## GIVEN PASSAGE:
::::
It sounds good to me, thanks.

>
> > > + }
> > > +
> > > + /* Clear fault interrupt pending. */
> > > + riscv_iommu_writel(iommu, RISCV_IOMMU_REG_IPSR, RISCV_IOMMU_IPSR_CIP);
> > > +
> > > + return IRQ_HANDLED;
> > > +}
> > > +
> > > +/*
> > > + * Fault/event queue, chapter 3.2
> > > + */
> > > +
> > > +static void riscv_iommu_fault_report(struct riscv_iommu_device *iommu,
> > > + struct riscv_iommu_fq_record *event)
> > > +{
> > > + unsigned err, devid;
> > > +
> > > + err = FIELD_GET(RISCV_IOMMU_FQ_HDR_CAUSE, event->hdr);
> > > + devid = FIELD_GET(RISCV_IOMMU_FQ_HDR_DID, event->hdr);
> > > +
> > > + dev_warn_ratelimited(iommu->dev,
> > > + "Fault %d devid: %d" " iotval: %llx iotval2: %llx\n", err,
> > > + devid, event->iotval, event->iotval2);
> > > +}
> > > +
> > > +/* Fault/event queue primary interrupt handler */
> > > +static irqreturn_t riscv_iommu_fltq_irq_check(int irq, void *data)
::::
(Records from an annotation dataset)
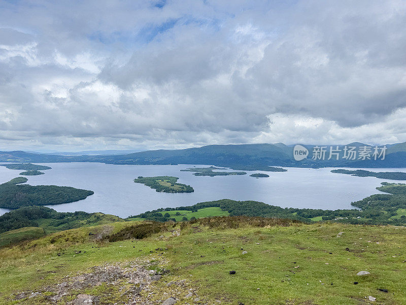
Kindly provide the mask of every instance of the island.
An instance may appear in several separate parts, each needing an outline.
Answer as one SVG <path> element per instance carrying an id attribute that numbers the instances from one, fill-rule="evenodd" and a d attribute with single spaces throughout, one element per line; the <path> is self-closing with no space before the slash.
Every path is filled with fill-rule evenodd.
<path id="1" fill-rule="evenodd" d="M 25 177 L 18 177 L 0 184 L 0 207 L 15 209 L 67 203 L 84 199 L 93 194 L 92 191 L 71 187 L 21 184 L 27 181 Z"/>
<path id="2" fill-rule="evenodd" d="M 134 179 L 134 182 L 143 184 L 151 189 L 155 189 L 156 192 L 164 193 L 192 193 L 194 192 L 194 190 L 190 186 L 176 183 L 179 179 L 178 177 L 171 176 L 159 176 L 157 177 L 140 176 L 137 179 Z"/>
<path id="3" fill-rule="evenodd" d="M 269 177 L 269 175 L 266 174 L 262 174 L 261 173 L 257 173 L 257 174 L 251 174 L 250 175 L 250 177 L 255 177 L 256 178 L 259 178 L 261 177 L 263 177 L 264 178 L 267 178 Z"/>
<path id="4" fill-rule="evenodd" d="M 39 170 L 28 170 L 20 173 L 19 174 L 23 175 L 23 176 L 36 176 L 37 175 L 43 175 L 45 173 L 40 172 Z"/>
<path id="5" fill-rule="evenodd" d="M 376 177 L 380 179 L 389 179 L 390 180 L 406 180 L 406 173 L 402 172 L 380 172 L 377 173 L 362 169 L 357 169 L 357 170 L 333 169 L 331 172 L 357 176 L 357 177 Z"/>
<path id="6" fill-rule="evenodd" d="M 181 171 L 194 172 L 193 175 L 195 176 L 209 176 L 214 177 L 214 176 L 231 176 L 232 175 L 246 175 L 245 172 L 222 172 L 213 171 L 213 169 L 227 169 L 221 167 L 215 167 L 210 166 L 209 167 L 191 167 L 186 169 L 181 169 Z"/>
<path id="7" fill-rule="evenodd" d="M 252 165 L 230 165 L 230 168 L 236 170 L 261 170 L 262 171 L 275 171 L 275 172 L 285 172 L 288 171 L 287 169 L 285 169 L 282 167 L 274 167 L 273 166 L 268 166 L 262 164 L 254 164 Z"/>
<path id="8" fill-rule="evenodd" d="M 52 167 L 45 165 L 38 165 L 32 163 L 13 163 L 11 164 L 0 164 L 9 169 L 20 169 L 23 170 L 45 170 L 51 169 Z"/>

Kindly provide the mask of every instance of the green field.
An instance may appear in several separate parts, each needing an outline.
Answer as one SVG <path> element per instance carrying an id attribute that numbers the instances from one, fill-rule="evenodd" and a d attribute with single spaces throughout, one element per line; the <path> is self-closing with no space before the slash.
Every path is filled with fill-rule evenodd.
<path id="1" fill-rule="evenodd" d="M 162 214 L 168 213 L 170 218 L 175 218 L 176 221 L 181 221 L 183 217 L 187 218 L 190 220 L 191 217 L 196 218 L 202 218 L 203 217 L 212 217 L 214 216 L 228 216 L 229 213 L 227 211 L 223 211 L 219 207 L 205 207 L 197 210 L 197 212 L 192 212 L 186 210 L 175 210 L 173 211 L 165 211 L 162 212 Z M 180 215 L 176 215 L 176 213 L 180 214 Z M 145 220 L 144 218 L 138 217 L 136 218 L 129 218 L 130 221 Z"/>
<path id="2" fill-rule="evenodd" d="M 399 219 L 403 215 L 406 216 L 406 208 L 399 208 L 396 210 L 396 213 L 397 214 L 397 215 L 392 216 L 391 217 L 391 218 Z"/>
<path id="3" fill-rule="evenodd" d="M 368 296 L 376 297 L 377 304 L 406 303 L 406 228 L 286 222 L 280 226 L 260 224 L 265 221 L 258 219 L 202 219 L 175 227 L 166 223 L 162 225 L 166 226 L 163 231 L 142 240 L 100 242 L 89 235 L 114 233 L 144 223 L 116 223 L 58 232 L 21 246 L 3 248 L 0 304 L 48 304 L 53 285 L 70 283 L 70 278 L 64 278 L 66 276 L 92 272 L 102 265 L 121 264 L 129 268 L 136 263 L 145 264 L 157 272 L 167 270 L 137 297 L 147 303 L 161 304 L 170 296 L 176 297 L 177 305 L 217 304 L 217 301 L 358 305 L 370 303 Z M 248 253 L 242 254 L 243 251 Z M 230 275 L 230 270 L 235 274 Z M 371 274 L 357 276 L 361 270 Z M 58 303 L 87 293 L 99 296 L 100 305 L 127 304 L 130 296 L 123 291 L 133 286 L 128 281 L 123 278 L 73 290 Z M 183 284 L 167 287 L 172 281 Z M 193 302 L 193 298 L 185 297 L 190 291 L 193 298 L 200 300 Z M 13 300 L 21 292 L 42 294 Z"/>
<path id="4" fill-rule="evenodd" d="M 45 231 L 42 228 L 27 227 L 17 229 L 0 234 L 0 247 L 15 243 L 22 240 L 38 238 L 43 236 Z"/>
<path id="5" fill-rule="evenodd" d="M 155 189 L 157 192 L 165 193 L 192 193 L 194 191 L 190 186 L 177 183 L 179 178 L 172 176 L 159 176 L 156 177 L 143 177 L 140 176 L 134 179 L 136 183 L 142 183 Z"/>

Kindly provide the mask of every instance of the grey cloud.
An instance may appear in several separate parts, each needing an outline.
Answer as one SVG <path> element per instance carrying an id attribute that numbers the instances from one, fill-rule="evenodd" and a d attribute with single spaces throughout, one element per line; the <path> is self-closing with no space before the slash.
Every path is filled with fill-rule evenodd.
<path id="1" fill-rule="evenodd" d="M 275 113 L 404 140 L 404 2 L 160 4 L 5 4 L 0 145 L 289 142 Z"/>

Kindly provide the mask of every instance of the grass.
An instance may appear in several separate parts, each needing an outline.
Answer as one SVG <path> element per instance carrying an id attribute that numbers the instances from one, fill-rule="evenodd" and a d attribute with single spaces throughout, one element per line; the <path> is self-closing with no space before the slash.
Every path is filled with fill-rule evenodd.
<path id="1" fill-rule="evenodd" d="M 114 234 L 134 225 L 115 223 L 0 249 L 0 280 L 6 283 L 0 286 L 0 304 L 16 303 L 10 300 L 12 294 L 36 291 L 77 270 L 135 258 L 155 260 L 171 271 L 153 284 L 154 303 L 164 299 L 163 293 L 170 289 L 166 283 L 183 279 L 197 290 L 201 302 L 208 304 L 219 300 L 235 304 L 355 305 L 369 303 L 368 295 L 376 297 L 377 304 L 406 303 L 406 228 L 262 219 L 203 219 L 181 224 L 180 236 L 171 232 L 180 225 L 172 229 L 168 224 L 167 231 L 142 240 L 103 243 L 91 240 L 89 232 L 108 228 Z M 158 248 L 167 250 L 158 253 Z M 77 254 L 75 250 L 82 252 Z M 248 254 L 243 255 L 243 251 Z M 231 270 L 235 274 L 229 273 Z M 371 275 L 357 277 L 361 270 Z M 115 302 L 122 303 L 125 300 L 116 290 L 101 286 L 92 292 L 108 292 L 112 298 L 116 296 Z M 19 303 L 47 303 L 39 298 L 28 301 Z M 180 298 L 177 305 L 190 302 Z"/>
<path id="2" fill-rule="evenodd" d="M 174 190 L 183 190 L 184 188 L 182 185 L 177 183 L 173 184 L 170 182 L 168 180 L 164 180 L 163 181 L 162 180 L 157 180 L 156 181 L 163 187 L 166 187 L 170 189 L 173 189 Z"/>
<path id="3" fill-rule="evenodd" d="M 402 215 L 404 215 L 406 216 L 406 208 L 399 208 L 396 210 L 396 212 L 397 213 L 397 215 L 395 215 L 394 216 L 392 216 L 391 218 L 397 218 L 399 219 L 401 217 Z"/>
<path id="4" fill-rule="evenodd" d="M 5 232 L 0 234 L 0 247 L 22 240 L 38 238 L 43 236 L 45 234 L 44 229 L 36 227 L 27 227 Z"/>
<path id="5" fill-rule="evenodd" d="M 322 219 L 322 216 L 316 216 L 316 217 L 313 217 L 313 218 L 311 218 L 310 220 L 312 221 L 321 221 L 323 220 Z"/>
<path id="6" fill-rule="evenodd" d="M 223 211 L 219 207 L 205 207 L 197 210 L 197 212 L 192 212 L 186 210 L 175 210 L 173 211 L 164 211 L 160 212 L 163 215 L 166 213 L 168 213 L 171 216 L 170 218 L 175 218 L 176 221 L 182 221 L 183 217 L 186 217 L 188 220 L 190 220 L 192 217 L 196 218 L 202 218 L 203 217 L 213 217 L 215 216 L 228 216 L 229 213 L 227 211 Z M 176 213 L 179 212 L 180 215 L 176 215 Z M 145 220 L 144 218 L 129 218 L 130 221 L 140 221 Z"/>

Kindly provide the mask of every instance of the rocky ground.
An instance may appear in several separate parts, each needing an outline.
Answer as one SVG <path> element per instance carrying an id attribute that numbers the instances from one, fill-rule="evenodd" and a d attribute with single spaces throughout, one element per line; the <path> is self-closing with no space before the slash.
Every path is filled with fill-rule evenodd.
<path id="1" fill-rule="evenodd" d="M 196 290 L 190 288 L 190 283 L 185 280 L 164 281 L 162 274 L 166 270 L 157 272 L 154 269 L 156 265 L 156 261 L 133 261 L 95 266 L 91 272 L 65 278 L 56 285 L 18 293 L 11 300 L 17 301 L 17 303 L 19 300 L 24 304 L 27 301 L 40 304 L 45 301 L 58 305 L 173 305 L 179 299 L 186 298 L 191 302 L 200 303 L 200 298 Z M 165 279 L 167 278 L 170 277 L 165 276 Z M 103 289 L 98 290 L 101 295 L 100 293 L 92 295 L 84 292 L 102 286 Z M 108 302 L 107 299 L 115 302 Z"/>

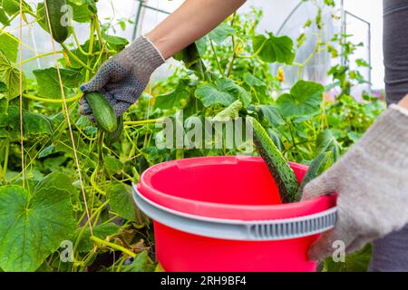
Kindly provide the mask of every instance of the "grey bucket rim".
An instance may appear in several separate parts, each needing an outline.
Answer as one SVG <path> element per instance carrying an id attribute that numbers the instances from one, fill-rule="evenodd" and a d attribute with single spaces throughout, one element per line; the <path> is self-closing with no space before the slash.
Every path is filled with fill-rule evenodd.
<path id="1" fill-rule="evenodd" d="M 159 205 L 132 186 L 138 208 L 148 217 L 174 229 L 212 238 L 247 241 L 276 241 L 300 238 L 332 229 L 337 220 L 337 207 L 317 214 L 272 219 L 239 220 L 196 216 Z"/>

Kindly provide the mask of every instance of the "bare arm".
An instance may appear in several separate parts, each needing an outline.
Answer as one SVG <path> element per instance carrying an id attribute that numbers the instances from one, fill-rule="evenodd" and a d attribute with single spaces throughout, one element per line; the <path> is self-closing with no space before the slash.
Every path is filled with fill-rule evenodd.
<path id="1" fill-rule="evenodd" d="M 165 59 L 217 27 L 245 0 L 187 0 L 145 36 Z"/>

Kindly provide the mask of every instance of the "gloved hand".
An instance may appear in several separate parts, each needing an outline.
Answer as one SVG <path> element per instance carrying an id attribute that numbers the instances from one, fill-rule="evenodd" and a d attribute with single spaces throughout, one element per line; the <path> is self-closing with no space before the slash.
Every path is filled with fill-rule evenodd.
<path id="1" fill-rule="evenodd" d="M 332 168 L 307 184 L 303 199 L 337 193 L 338 220 L 309 249 L 311 260 L 346 253 L 408 223 L 408 110 L 393 105 Z"/>
<path id="2" fill-rule="evenodd" d="M 165 60 L 157 48 L 144 36 L 103 63 L 96 75 L 81 87 L 83 92 L 100 92 L 121 116 L 133 104 L 149 82 L 151 73 Z M 92 117 L 84 98 L 79 112 Z"/>

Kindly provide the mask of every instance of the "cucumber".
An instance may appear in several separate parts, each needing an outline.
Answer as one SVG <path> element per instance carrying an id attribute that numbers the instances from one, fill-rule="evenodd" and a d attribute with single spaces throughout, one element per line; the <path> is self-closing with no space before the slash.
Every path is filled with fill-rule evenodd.
<path id="1" fill-rule="evenodd" d="M 303 189 L 307 183 L 315 179 L 320 174 L 322 174 L 332 164 L 331 152 L 325 152 L 319 154 L 312 163 L 310 163 L 309 169 L 303 178 L 299 189 L 297 190 L 296 199 L 300 200 L 303 196 Z"/>
<path id="2" fill-rule="evenodd" d="M 51 35 L 57 43 L 63 44 L 69 36 L 69 26 L 62 24 L 65 14 L 61 12 L 61 8 L 66 5 L 66 0 L 44 0 L 44 2 L 50 18 Z M 44 17 L 47 19 L 45 12 Z"/>
<path id="3" fill-rule="evenodd" d="M 256 119 L 252 117 L 248 117 L 248 119 L 254 131 L 254 144 L 275 179 L 282 202 L 296 201 L 299 182 L 295 172 L 269 138 L 264 127 Z"/>
<path id="4" fill-rule="evenodd" d="M 116 114 L 105 97 L 100 92 L 92 92 L 85 93 L 84 98 L 92 111 L 98 127 L 105 132 L 114 132 L 118 127 Z"/>
<path id="5" fill-rule="evenodd" d="M 105 134 L 105 142 L 108 145 L 113 144 L 121 138 L 121 133 L 123 132 L 123 116 L 117 119 L 117 123 L 118 126 L 113 132 Z"/>

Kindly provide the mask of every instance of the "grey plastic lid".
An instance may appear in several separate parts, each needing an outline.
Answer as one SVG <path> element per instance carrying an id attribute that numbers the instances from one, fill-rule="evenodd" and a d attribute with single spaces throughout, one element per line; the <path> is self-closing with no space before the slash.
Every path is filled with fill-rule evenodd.
<path id="1" fill-rule="evenodd" d="M 141 211 L 162 225 L 189 234 L 228 240 L 272 241 L 308 237 L 333 228 L 337 219 L 337 208 L 305 217 L 260 221 L 195 216 L 149 200 L 135 185 L 133 199 Z"/>

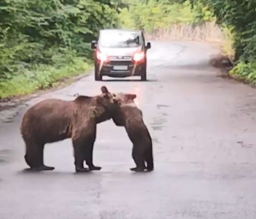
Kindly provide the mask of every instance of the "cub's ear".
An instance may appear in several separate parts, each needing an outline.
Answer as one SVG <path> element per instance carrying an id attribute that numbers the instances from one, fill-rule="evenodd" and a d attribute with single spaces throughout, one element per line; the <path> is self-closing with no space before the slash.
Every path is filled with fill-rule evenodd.
<path id="1" fill-rule="evenodd" d="M 104 98 L 100 96 L 98 96 L 96 98 L 96 102 L 97 103 L 102 104 L 104 101 Z"/>
<path id="2" fill-rule="evenodd" d="M 137 97 L 136 94 L 125 94 L 124 96 L 124 101 L 126 101 L 129 100 L 133 100 Z"/>
<path id="3" fill-rule="evenodd" d="M 101 89 L 103 94 L 106 94 L 109 93 L 108 89 L 105 86 L 102 86 Z"/>

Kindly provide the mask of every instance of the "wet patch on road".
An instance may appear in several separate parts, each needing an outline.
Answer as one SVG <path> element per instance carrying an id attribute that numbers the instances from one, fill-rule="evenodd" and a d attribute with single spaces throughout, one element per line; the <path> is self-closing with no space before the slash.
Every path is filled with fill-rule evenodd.
<path id="1" fill-rule="evenodd" d="M 151 123 L 151 127 L 154 131 L 156 130 L 162 130 L 163 129 L 166 127 L 163 124 L 166 123 L 167 120 L 164 118 L 158 118 L 155 119 L 153 122 Z"/>
<path id="2" fill-rule="evenodd" d="M 0 121 L 4 123 L 11 122 L 14 117 L 18 114 L 19 112 L 27 106 L 27 104 L 23 104 L 0 111 Z"/>
<path id="3" fill-rule="evenodd" d="M 170 106 L 168 105 L 164 105 L 163 104 L 157 104 L 156 106 L 157 107 L 157 109 L 158 110 L 162 108 L 163 107 L 164 107 L 165 108 L 168 108 L 170 107 Z"/>
<path id="4" fill-rule="evenodd" d="M 11 150 L 0 150 L 0 164 L 9 162 Z"/>

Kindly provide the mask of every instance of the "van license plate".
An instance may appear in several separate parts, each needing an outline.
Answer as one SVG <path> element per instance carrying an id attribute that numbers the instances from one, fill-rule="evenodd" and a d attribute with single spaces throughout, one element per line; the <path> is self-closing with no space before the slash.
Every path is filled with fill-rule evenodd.
<path id="1" fill-rule="evenodd" d="M 127 65 L 115 65 L 113 68 L 114 70 L 127 70 L 128 67 Z"/>

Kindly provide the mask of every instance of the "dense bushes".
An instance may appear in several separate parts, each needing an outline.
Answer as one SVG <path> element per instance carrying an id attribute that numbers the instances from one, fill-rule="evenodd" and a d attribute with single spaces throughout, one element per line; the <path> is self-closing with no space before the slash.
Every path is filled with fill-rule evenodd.
<path id="1" fill-rule="evenodd" d="M 117 4 L 110 0 L 2 0 L 0 98 L 46 87 L 88 68 L 89 43 L 99 28 L 117 23 Z"/>
<path id="2" fill-rule="evenodd" d="M 231 75 L 256 83 L 255 0 L 134 0 L 120 10 L 121 26 L 143 29 L 151 35 L 170 25 L 205 22 L 221 27 L 225 55 L 237 64 Z M 174 26 L 174 25 L 173 25 Z"/>

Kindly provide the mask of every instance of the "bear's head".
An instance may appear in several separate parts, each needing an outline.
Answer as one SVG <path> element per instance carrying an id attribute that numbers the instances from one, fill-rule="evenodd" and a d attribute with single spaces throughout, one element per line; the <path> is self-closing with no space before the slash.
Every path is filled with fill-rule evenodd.
<path id="1" fill-rule="evenodd" d="M 119 111 L 119 107 L 114 102 L 113 96 L 105 86 L 101 88 L 102 93 L 94 96 L 92 106 L 94 107 L 94 114 L 99 123 L 111 119 Z"/>
<path id="2" fill-rule="evenodd" d="M 116 109 L 115 113 L 112 117 L 112 119 L 116 125 L 123 126 L 125 122 L 123 109 L 127 107 L 137 108 L 133 101 L 137 96 L 136 94 L 122 93 L 113 94 L 112 96 L 114 103 L 119 107 Z"/>

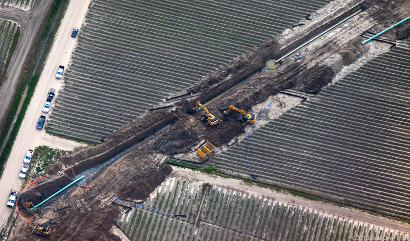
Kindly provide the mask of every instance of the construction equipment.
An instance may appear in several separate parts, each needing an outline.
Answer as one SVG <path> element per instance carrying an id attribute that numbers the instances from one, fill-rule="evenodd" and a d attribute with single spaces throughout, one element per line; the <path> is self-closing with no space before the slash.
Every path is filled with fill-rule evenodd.
<path id="1" fill-rule="evenodd" d="M 228 114 L 231 110 L 234 110 L 242 114 L 242 119 L 240 120 L 245 122 L 254 124 L 256 121 L 256 118 L 254 114 L 247 114 L 244 111 L 240 110 L 233 106 L 231 106 L 225 114 Z"/>
<path id="2" fill-rule="evenodd" d="M 33 233 L 37 235 L 47 236 L 51 234 L 51 230 L 48 226 L 43 227 L 36 227 L 34 226 L 34 227 L 33 228 L 33 231 L 31 232 L 32 234 Z"/>
<path id="3" fill-rule="evenodd" d="M 207 141 L 204 144 L 201 146 L 196 150 L 196 154 L 202 158 L 205 158 L 207 156 L 211 155 L 212 152 L 215 150 L 215 146 L 211 144 L 209 141 Z"/>
<path id="4" fill-rule="evenodd" d="M 199 101 L 196 102 L 196 105 L 195 105 L 195 108 L 194 108 L 194 110 L 196 111 L 198 109 L 198 107 L 201 107 L 202 109 L 205 111 L 206 113 L 205 115 L 203 115 L 203 117 L 201 118 L 201 121 L 206 120 L 208 122 L 207 124 L 211 125 L 215 125 L 218 124 L 218 118 L 215 117 L 215 116 L 209 113 L 208 111 L 208 109 L 207 109 L 206 107 L 202 106 L 201 103 L 199 103 Z"/>

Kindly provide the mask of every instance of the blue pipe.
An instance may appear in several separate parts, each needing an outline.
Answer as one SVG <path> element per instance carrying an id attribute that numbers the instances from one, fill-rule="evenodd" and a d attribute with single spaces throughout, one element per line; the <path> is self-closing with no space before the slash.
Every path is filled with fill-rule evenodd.
<path id="1" fill-rule="evenodd" d="M 404 20 L 401 20 L 401 21 L 400 21 L 400 22 L 399 22 L 398 23 L 396 23 L 396 24 L 394 24 L 394 25 L 393 25 L 393 26 L 392 26 L 391 27 L 390 27 L 390 28 L 388 28 L 388 29 L 386 29 L 385 30 L 384 30 L 384 31 L 382 31 L 382 32 L 380 32 L 380 33 L 378 33 L 377 34 L 376 34 L 376 35 L 375 35 L 375 36 L 374 36 L 372 37 L 371 38 L 369 38 L 368 39 L 366 40 L 366 41 L 364 41 L 363 42 L 362 42 L 361 43 L 361 44 L 364 44 L 366 43 L 366 42 L 368 42 L 369 41 L 371 40 L 372 40 L 372 39 L 373 39 L 373 38 L 375 38 L 375 37 L 377 37 L 378 36 L 380 35 L 380 34 L 382 34 L 384 33 L 385 32 L 386 32 L 386 31 L 388 31 L 388 30 L 390 30 L 390 29 L 391 29 L 392 28 L 394 28 L 394 27 L 396 27 L 396 26 L 398 25 L 399 24 L 400 24 L 400 23 L 402 23 L 403 22 L 404 22 L 404 21 L 405 21 L 407 20 L 407 19 L 410 19 L 410 17 L 408 17 L 408 18 L 407 18 L 405 19 L 404 19 Z"/>
<path id="2" fill-rule="evenodd" d="M 304 47 L 305 46 L 306 46 L 306 45 L 307 45 L 309 44 L 309 43 L 310 43 L 311 42 L 313 42 L 313 41 L 314 41 L 315 40 L 316 40 L 316 38 L 318 38 L 320 37 L 321 36 L 322 36 L 322 35 L 324 34 L 325 33 L 327 33 L 327 32 L 329 32 L 329 31 L 331 31 L 331 30 L 332 30 L 332 29 L 333 29 L 334 28 L 336 28 L 336 27 L 338 26 L 339 25 L 340 25 L 342 24 L 342 23 L 344 23 L 345 22 L 346 22 L 346 21 L 348 20 L 349 19 L 350 19 L 351 18 L 352 18 L 352 17 L 354 17 L 355 15 L 356 15 L 356 14 L 357 14 L 358 13 L 360 13 L 360 12 L 361 12 L 361 10 L 360 10 L 360 11 L 357 11 L 357 12 L 356 12 L 356 13 L 354 13 L 354 14 L 352 14 L 351 15 L 350 15 L 350 16 L 349 16 L 349 17 L 348 17 L 347 18 L 345 19 L 345 20 L 344 20 L 341 21 L 341 22 L 339 22 L 339 23 L 338 23 L 337 24 L 336 24 L 336 25 L 335 25 L 335 26 L 334 26 L 333 27 L 331 27 L 331 28 L 329 28 L 329 29 L 327 29 L 327 30 L 325 31 L 324 32 L 322 32 L 322 33 L 321 33 L 321 34 L 319 34 L 318 35 L 316 36 L 316 37 L 314 37 L 314 38 L 312 38 L 312 39 L 310 39 L 310 40 L 308 41 L 307 42 L 306 42 L 306 43 L 304 43 L 303 45 L 301 45 L 301 46 L 299 46 L 299 47 L 297 47 L 297 48 L 296 50 L 294 50 L 293 51 L 291 52 L 291 53 L 290 53 L 289 54 L 288 54 L 287 55 L 285 55 L 284 56 L 283 56 L 283 57 L 281 58 L 280 59 L 278 59 L 278 60 L 276 60 L 276 61 L 275 61 L 275 63 L 277 63 L 277 62 L 278 62 L 279 61 L 280 61 L 281 60 L 283 60 L 283 59 L 284 59 L 285 58 L 287 57 L 288 56 L 289 56 L 290 55 L 292 55 L 292 54 L 293 54 L 294 53 L 296 52 L 296 51 L 298 51 L 298 50 L 300 50 L 301 49 L 302 49 L 302 47 Z"/>
<path id="3" fill-rule="evenodd" d="M 68 185 L 67 185 L 65 186 L 65 187 L 64 187 L 63 189 L 62 189 L 60 190 L 59 191 L 57 191 L 57 192 L 56 192 L 55 194 L 53 194 L 53 195 L 51 196 L 50 196 L 50 197 L 49 197 L 48 198 L 47 198 L 47 199 L 46 199 L 46 200 L 44 200 L 44 201 L 42 202 L 41 203 L 39 203 L 39 204 L 38 204 L 38 205 L 35 205 L 35 206 L 34 207 L 34 208 L 31 208 L 30 209 L 31 209 L 32 210 L 34 210 L 34 209 L 36 209 L 36 208 L 38 208 L 38 207 L 40 206 L 41 206 L 41 205 L 42 205 L 43 204 L 44 204 L 44 203 L 45 203 L 45 202 L 47 202 L 48 201 L 50 200 L 50 199 L 52 199 L 53 198 L 54 198 L 54 197 L 55 197 L 55 196 L 56 196 L 57 195 L 58 195 L 58 194 L 59 194 L 60 192 L 62 192 L 62 191 L 64 191 L 64 190 L 65 190 L 66 189 L 68 188 L 68 187 L 70 187 L 70 186 L 72 185 L 72 184 L 73 184 L 74 183 L 75 183 L 77 182 L 77 181 L 79 181 L 80 180 L 81 180 L 81 179 L 84 178 L 84 177 L 85 177 L 85 176 L 81 176 L 79 177 L 78 178 L 78 179 L 77 179 L 77 180 L 75 180 L 75 181 L 73 181 L 73 182 L 71 182 L 71 183 L 70 183 L 70 184 L 69 184 Z"/>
::::
Can you resume the RISC-V IOMMU patch review thread from the point where it stops?

> > > +{
> > > + struct riscv_iommu_queue *q = (struct riscv_iommu_queue *)data;
> > > + struct riscv_iommu_device *iommu =
> > > + container_of(q, struct riscv_iommu_device, fltq);
> > > + u32 ipsr = riscv_iommu_readl(iommu, RISCV_IOMMU_REG_IPSR);
> > > + if (ipsr & RISCV_IOMMU_IPSR_FIP)
> > > + return IRQ_WAKE_THREAD;
> > > + return IRQ_NONE;
> > > +}
> > > +
> > > +/* Fault queue interrupt hanlder thread function */
> > > +static irqreturn_t riscv_iommu_fltq_process(int irq, void *data)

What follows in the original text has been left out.